Can you return, word for word, the part of the lines that opens with the line containing "picture frame on" and closes with the line containing "258,176 -> 278,200", with both of those lines included?

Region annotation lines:
• • •

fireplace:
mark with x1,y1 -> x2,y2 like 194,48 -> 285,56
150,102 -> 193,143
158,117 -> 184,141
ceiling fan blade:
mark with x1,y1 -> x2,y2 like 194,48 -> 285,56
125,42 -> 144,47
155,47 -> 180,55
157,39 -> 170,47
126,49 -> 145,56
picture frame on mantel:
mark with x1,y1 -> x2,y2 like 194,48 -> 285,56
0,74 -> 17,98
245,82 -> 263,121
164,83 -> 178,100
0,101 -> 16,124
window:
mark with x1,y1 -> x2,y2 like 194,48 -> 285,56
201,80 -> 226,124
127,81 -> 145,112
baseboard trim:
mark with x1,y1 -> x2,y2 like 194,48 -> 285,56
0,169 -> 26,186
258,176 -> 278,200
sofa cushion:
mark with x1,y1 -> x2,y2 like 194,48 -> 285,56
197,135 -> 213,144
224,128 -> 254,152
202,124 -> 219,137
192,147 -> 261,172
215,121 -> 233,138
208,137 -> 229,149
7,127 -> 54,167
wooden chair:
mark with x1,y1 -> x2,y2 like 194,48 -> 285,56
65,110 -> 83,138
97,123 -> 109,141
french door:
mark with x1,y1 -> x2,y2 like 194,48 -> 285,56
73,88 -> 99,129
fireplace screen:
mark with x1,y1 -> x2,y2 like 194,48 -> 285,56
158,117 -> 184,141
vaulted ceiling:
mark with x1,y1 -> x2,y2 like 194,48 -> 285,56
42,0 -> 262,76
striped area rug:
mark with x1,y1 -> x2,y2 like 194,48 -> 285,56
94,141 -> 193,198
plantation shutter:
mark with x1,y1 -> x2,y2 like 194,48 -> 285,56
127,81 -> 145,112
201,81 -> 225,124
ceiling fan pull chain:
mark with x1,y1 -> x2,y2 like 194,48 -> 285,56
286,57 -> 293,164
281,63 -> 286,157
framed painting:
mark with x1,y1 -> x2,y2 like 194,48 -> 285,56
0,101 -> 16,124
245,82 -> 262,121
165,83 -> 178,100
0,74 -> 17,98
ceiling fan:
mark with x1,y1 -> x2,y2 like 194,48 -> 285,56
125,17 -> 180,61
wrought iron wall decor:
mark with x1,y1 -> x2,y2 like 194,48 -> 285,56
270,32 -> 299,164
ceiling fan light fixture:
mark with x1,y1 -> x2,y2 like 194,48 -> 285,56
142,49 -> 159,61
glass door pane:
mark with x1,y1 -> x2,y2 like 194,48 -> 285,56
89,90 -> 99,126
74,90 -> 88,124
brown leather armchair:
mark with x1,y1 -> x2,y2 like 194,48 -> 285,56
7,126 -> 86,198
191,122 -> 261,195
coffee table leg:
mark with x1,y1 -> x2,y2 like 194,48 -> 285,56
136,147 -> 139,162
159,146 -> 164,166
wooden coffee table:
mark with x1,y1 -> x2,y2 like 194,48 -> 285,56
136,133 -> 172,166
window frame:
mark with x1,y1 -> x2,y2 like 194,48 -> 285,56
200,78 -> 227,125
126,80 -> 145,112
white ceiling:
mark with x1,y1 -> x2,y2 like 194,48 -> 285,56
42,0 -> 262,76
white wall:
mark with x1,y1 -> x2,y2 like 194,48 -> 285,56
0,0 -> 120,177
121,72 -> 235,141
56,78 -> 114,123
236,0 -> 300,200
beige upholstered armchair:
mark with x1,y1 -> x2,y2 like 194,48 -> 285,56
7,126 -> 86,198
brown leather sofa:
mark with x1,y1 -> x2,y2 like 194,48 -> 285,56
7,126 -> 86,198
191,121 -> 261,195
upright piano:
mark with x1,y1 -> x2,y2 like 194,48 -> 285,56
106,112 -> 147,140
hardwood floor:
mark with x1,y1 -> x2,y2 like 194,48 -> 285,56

• • •

RIGHT ANSWER:
picture frame on mantel:
mark with x1,y1 -> x2,y2 like 194,48 -> 285,56
0,74 -> 17,98
245,82 -> 263,121
164,83 -> 178,100
0,101 -> 16,124
window:
mark with x1,y1 -> x2,y2 like 194,48 -> 285,56
201,80 -> 226,124
127,81 -> 145,112
baseboard trim:
mark with x1,y1 -> x2,y2 like 194,48 -> 285,56
0,169 -> 26,186
258,176 -> 278,200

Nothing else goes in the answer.